##### Records for this task

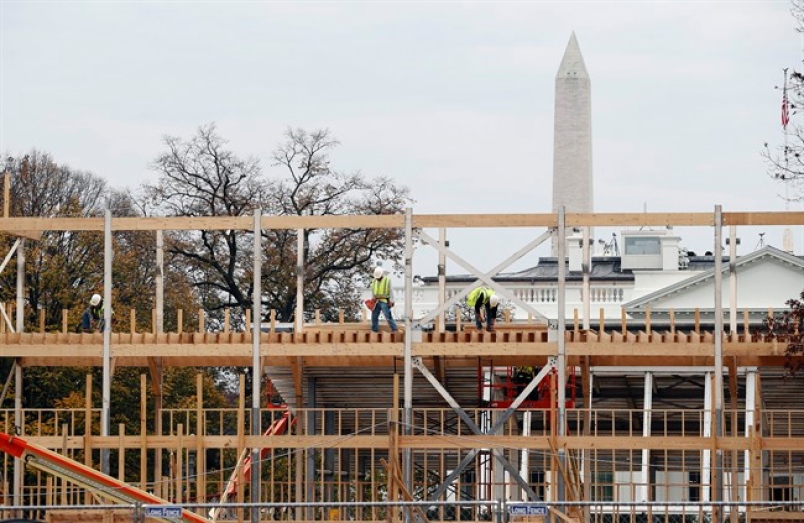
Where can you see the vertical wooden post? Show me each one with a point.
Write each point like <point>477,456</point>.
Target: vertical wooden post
<point>88,431</point>
<point>647,321</point>
<point>746,329</point>
<point>241,440</point>
<point>121,451</point>
<point>200,455</point>
<point>6,193</point>
<point>673,323</point>
<point>179,462</point>
<point>602,330</point>
<point>623,322</point>
<point>64,435</point>
<point>143,433</point>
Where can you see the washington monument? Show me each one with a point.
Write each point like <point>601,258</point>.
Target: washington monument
<point>572,137</point>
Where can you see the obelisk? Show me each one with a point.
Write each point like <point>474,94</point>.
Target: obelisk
<point>572,137</point>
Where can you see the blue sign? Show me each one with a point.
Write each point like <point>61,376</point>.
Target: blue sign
<point>163,512</point>
<point>527,509</point>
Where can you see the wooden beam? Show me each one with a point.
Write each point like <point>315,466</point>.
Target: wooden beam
<point>18,225</point>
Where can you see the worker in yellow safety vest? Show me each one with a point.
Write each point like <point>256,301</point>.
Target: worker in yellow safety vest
<point>383,293</point>
<point>484,297</point>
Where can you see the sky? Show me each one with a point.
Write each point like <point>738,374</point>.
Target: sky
<point>452,99</point>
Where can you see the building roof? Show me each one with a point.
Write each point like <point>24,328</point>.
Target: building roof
<point>762,255</point>
<point>604,268</point>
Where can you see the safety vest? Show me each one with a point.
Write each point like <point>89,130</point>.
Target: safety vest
<point>484,293</point>
<point>381,289</point>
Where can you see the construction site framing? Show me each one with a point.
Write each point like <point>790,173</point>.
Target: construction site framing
<point>404,452</point>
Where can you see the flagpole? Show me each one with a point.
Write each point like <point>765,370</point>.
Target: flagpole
<point>787,235</point>
<point>786,177</point>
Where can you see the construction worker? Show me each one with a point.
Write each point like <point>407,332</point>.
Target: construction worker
<point>92,319</point>
<point>383,293</point>
<point>484,297</point>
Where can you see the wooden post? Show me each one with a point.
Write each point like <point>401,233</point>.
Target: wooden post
<point>241,439</point>
<point>144,433</point>
<point>647,321</point>
<point>6,193</point>
<point>121,451</point>
<point>746,330</point>
<point>88,431</point>
<point>200,455</point>
<point>602,330</point>
<point>64,434</point>
<point>623,321</point>
<point>179,462</point>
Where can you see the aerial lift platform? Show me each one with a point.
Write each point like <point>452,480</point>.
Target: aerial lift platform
<point>104,486</point>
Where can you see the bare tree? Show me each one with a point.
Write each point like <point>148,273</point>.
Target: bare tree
<point>200,177</point>
<point>788,327</point>
<point>786,161</point>
<point>63,266</point>
<point>336,260</point>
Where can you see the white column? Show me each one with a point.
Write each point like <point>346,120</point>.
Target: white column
<point>107,332</point>
<point>299,280</point>
<point>750,416</point>
<point>256,372</point>
<point>160,282</point>
<point>21,286</point>
<point>706,427</point>
<point>642,488</point>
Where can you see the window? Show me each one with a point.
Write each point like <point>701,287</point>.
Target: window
<point>604,487</point>
<point>642,245</point>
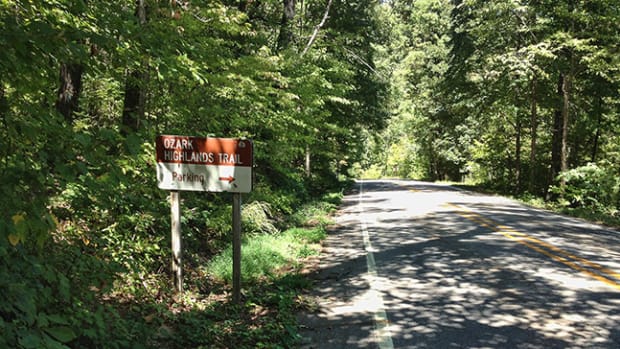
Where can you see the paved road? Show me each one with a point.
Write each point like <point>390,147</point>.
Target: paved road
<point>420,265</point>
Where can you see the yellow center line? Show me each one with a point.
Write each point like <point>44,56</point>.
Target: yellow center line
<point>565,253</point>
<point>537,245</point>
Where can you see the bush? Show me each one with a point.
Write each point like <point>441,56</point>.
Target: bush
<point>594,186</point>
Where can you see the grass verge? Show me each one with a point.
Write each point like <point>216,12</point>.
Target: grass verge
<point>272,284</point>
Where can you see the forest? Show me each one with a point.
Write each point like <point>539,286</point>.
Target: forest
<point>519,97</point>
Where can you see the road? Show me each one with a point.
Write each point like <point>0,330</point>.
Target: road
<point>421,265</point>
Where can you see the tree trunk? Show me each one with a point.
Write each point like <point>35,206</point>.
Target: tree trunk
<point>597,135</point>
<point>534,134</point>
<point>286,32</point>
<point>566,91</point>
<point>69,90</point>
<point>134,102</point>
<point>308,170</point>
<point>556,145</point>
<point>135,94</point>
<point>518,156</point>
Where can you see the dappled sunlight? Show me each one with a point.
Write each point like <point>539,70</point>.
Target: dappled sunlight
<point>450,279</point>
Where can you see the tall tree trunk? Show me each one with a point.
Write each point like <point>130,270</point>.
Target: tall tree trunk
<point>556,144</point>
<point>285,37</point>
<point>135,95</point>
<point>597,135</point>
<point>307,165</point>
<point>69,89</point>
<point>534,134</point>
<point>566,93</point>
<point>518,156</point>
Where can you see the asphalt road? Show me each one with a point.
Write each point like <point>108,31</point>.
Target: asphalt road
<point>420,265</point>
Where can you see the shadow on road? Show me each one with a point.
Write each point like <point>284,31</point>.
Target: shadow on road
<point>448,282</point>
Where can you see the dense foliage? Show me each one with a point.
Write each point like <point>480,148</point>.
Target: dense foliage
<point>521,96</point>
<point>85,87</point>
<point>518,95</point>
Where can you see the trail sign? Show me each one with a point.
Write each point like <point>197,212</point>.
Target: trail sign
<point>204,164</point>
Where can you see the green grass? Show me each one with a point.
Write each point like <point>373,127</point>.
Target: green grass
<point>264,255</point>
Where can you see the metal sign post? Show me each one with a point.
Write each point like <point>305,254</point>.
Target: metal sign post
<point>177,252</point>
<point>237,248</point>
<point>204,164</point>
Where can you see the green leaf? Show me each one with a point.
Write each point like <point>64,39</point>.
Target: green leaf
<point>63,334</point>
<point>30,340</point>
<point>57,319</point>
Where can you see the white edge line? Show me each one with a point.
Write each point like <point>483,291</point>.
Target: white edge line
<point>380,316</point>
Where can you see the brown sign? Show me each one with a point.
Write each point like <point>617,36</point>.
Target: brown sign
<point>204,164</point>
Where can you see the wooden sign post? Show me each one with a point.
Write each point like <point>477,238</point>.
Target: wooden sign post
<point>177,251</point>
<point>204,164</point>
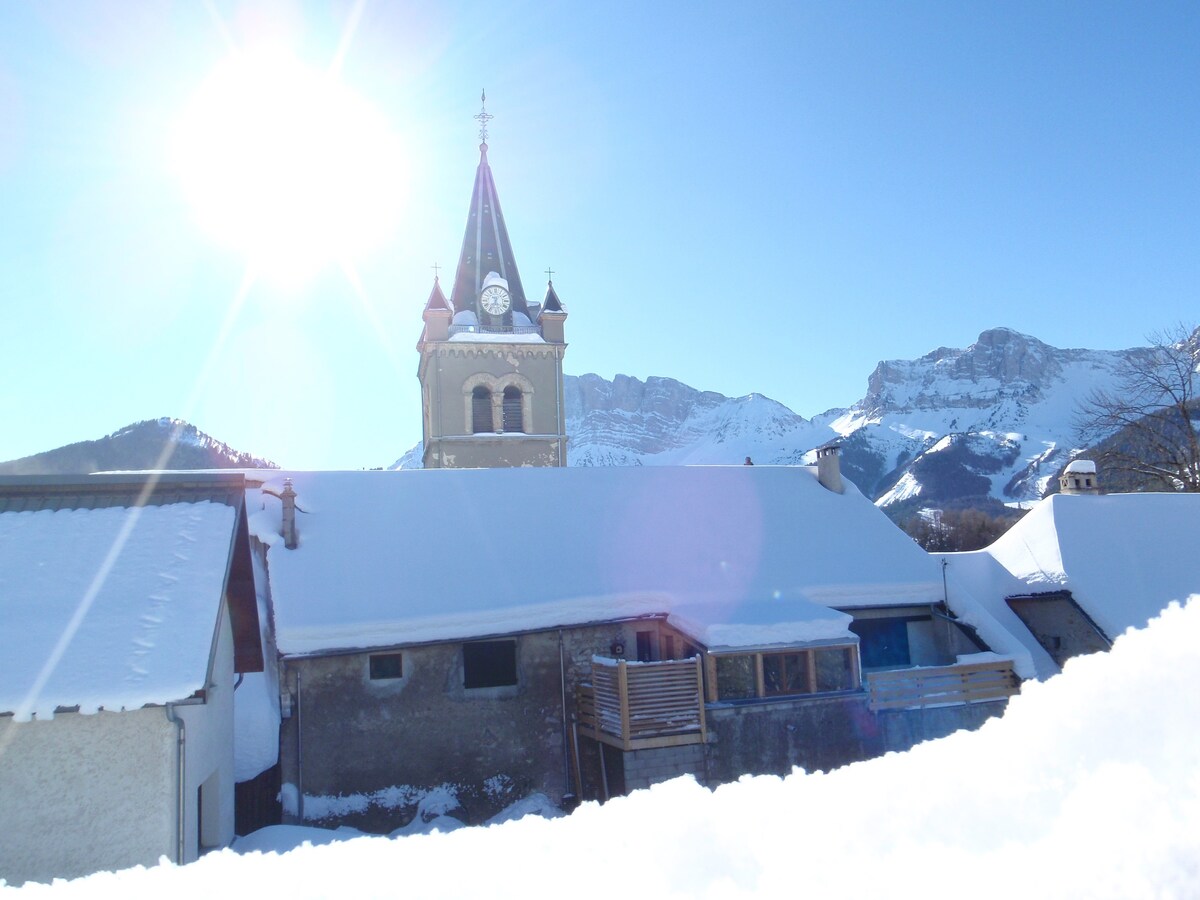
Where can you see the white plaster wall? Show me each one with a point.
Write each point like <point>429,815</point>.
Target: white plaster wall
<point>81,793</point>
<point>209,747</point>
<point>85,792</point>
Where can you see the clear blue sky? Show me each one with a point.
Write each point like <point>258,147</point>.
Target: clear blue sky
<point>757,197</point>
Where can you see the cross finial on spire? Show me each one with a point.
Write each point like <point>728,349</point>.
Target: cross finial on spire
<point>484,117</point>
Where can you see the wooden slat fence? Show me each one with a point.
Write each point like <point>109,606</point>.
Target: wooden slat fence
<point>917,688</point>
<point>635,706</point>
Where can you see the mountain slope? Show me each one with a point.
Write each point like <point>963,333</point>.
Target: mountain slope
<point>991,420</point>
<point>155,443</point>
<point>664,423</point>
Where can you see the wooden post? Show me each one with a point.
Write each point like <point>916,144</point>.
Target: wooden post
<point>711,669</point>
<point>623,699</point>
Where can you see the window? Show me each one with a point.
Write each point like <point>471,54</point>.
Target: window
<point>645,646</point>
<point>489,664</point>
<point>834,670</point>
<point>481,411</point>
<point>387,665</point>
<point>736,677</point>
<point>882,642</point>
<point>785,673</point>
<point>513,415</point>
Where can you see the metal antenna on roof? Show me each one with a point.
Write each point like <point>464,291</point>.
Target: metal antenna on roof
<point>484,117</point>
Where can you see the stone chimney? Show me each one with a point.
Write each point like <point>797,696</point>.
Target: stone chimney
<point>1079,477</point>
<point>288,497</point>
<point>829,468</point>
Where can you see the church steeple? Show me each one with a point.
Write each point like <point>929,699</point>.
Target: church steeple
<point>491,375</point>
<point>485,246</point>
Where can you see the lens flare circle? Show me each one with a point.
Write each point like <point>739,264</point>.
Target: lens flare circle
<point>287,165</point>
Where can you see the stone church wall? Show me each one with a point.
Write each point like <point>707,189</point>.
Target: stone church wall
<point>367,753</point>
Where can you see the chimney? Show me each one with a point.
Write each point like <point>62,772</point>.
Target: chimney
<point>288,496</point>
<point>1079,477</point>
<point>829,467</point>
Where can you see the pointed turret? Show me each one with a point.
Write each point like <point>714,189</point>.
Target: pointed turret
<point>485,246</point>
<point>437,316</point>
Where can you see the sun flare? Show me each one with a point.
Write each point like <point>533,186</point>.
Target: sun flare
<point>288,166</point>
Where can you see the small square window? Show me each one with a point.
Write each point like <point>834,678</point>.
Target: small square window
<point>387,665</point>
<point>489,664</point>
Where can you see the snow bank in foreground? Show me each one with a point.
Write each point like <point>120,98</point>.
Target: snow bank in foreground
<point>1087,787</point>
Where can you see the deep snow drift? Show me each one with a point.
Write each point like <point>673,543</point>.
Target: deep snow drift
<point>1087,787</point>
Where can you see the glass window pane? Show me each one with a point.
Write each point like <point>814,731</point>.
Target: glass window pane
<point>735,678</point>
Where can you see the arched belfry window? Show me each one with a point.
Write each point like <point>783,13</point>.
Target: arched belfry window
<point>514,419</point>
<point>481,411</point>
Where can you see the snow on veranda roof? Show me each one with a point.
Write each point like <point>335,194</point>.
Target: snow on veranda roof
<point>733,556</point>
<point>111,588</point>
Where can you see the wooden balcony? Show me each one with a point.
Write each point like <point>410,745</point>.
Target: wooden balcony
<point>941,685</point>
<point>637,706</point>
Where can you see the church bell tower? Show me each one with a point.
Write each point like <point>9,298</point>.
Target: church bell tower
<point>491,366</point>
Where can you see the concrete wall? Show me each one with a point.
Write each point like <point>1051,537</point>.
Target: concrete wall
<point>771,738</point>
<point>904,729</point>
<point>85,792</point>
<point>1060,627</point>
<point>383,745</point>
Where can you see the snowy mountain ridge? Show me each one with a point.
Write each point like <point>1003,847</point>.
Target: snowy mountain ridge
<point>155,443</point>
<point>993,420</point>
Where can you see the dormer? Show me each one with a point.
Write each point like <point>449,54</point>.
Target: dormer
<point>1079,477</point>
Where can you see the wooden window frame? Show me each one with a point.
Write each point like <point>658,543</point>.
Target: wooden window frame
<point>810,673</point>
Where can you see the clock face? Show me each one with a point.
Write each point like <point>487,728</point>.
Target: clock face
<point>495,300</point>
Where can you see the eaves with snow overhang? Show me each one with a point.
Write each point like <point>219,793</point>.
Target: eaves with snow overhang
<point>115,583</point>
<point>1120,558</point>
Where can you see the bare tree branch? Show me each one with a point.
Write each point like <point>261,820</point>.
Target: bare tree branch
<point>1146,427</point>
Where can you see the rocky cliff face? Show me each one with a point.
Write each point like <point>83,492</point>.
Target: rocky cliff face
<point>661,421</point>
<point>990,423</point>
<point>991,420</point>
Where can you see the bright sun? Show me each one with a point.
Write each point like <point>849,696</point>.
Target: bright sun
<point>287,166</point>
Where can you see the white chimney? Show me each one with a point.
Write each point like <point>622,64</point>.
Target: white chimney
<point>829,467</point>
<point>288,497</point>
<point>1079,477</point>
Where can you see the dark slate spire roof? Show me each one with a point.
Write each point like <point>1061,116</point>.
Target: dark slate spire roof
<point>437,299</point>
<point>485,246</point>
<point>551,303</point>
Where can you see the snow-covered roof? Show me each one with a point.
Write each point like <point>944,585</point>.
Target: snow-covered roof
<point>735,556</point>
<point>108,605</point>
<point>1123,557</point>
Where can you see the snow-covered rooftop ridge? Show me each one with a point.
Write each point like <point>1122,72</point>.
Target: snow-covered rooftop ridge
<point>112,607</point>
<point>445,555</point>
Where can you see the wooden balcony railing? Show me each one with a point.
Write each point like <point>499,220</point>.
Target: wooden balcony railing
<point>636,706</point>
<point>941,685</point>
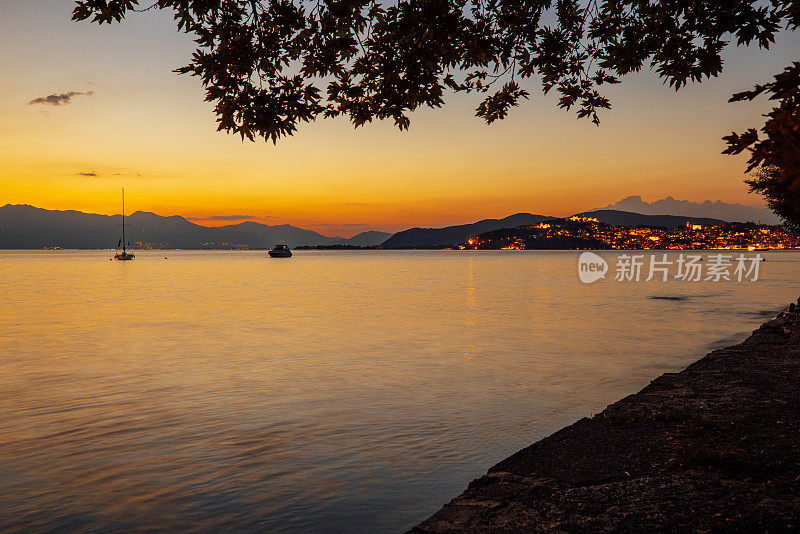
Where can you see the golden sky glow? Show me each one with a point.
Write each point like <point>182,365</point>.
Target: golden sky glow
<point>148,129</point>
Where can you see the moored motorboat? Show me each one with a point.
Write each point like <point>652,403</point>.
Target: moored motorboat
<point>280,251</point>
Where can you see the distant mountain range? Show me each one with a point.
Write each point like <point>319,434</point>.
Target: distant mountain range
<point>716,209</point>
<point>450,235</point>
<point>27,227</point>
<point>453,235</point>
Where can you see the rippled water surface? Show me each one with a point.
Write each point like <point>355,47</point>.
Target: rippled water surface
<point>334,391</point>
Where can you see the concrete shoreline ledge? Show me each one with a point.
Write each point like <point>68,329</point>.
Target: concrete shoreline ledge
<point>715,447</point>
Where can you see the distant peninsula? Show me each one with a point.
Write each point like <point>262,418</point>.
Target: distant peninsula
<point>28,227</point>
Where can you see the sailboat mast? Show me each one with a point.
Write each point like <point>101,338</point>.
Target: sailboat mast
<point>123,220</point>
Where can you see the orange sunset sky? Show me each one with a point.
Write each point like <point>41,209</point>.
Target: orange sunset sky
<point>148,129</point>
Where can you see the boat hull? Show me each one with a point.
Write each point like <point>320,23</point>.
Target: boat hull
<point>280,253</point>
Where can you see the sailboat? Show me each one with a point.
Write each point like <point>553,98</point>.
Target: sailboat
<point>124,255</point>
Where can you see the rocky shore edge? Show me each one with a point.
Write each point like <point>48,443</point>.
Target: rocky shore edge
<point>715,447</point>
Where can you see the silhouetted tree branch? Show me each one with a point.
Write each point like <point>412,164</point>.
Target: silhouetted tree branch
<point>269,65</point>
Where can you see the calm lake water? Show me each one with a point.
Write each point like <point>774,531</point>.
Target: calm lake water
<point>331,392</point>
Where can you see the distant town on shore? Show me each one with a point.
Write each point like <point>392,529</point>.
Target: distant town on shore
<point>28,227</point>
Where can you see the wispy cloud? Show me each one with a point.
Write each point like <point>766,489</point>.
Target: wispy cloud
<point>345,225</point>
<point>223,218</point>
<point>59,99</point>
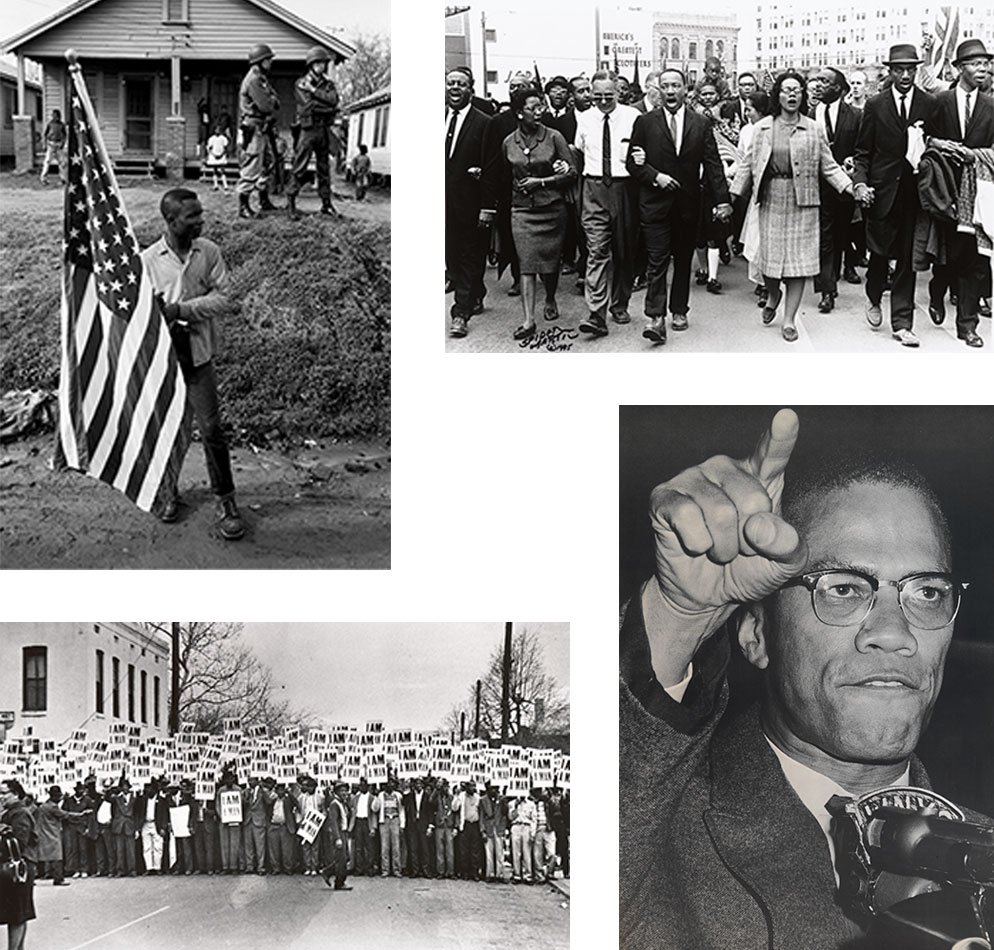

##########

What is needed | Output only the lines from the start of the data through the line that holds "Write each point like <point>477,456</point>.". Keep them exact and leave the pictures out.

Exercise output |
Where can you see the vertical wooden post? Show me each one with a point.
Write each point like <point>477,456</point>.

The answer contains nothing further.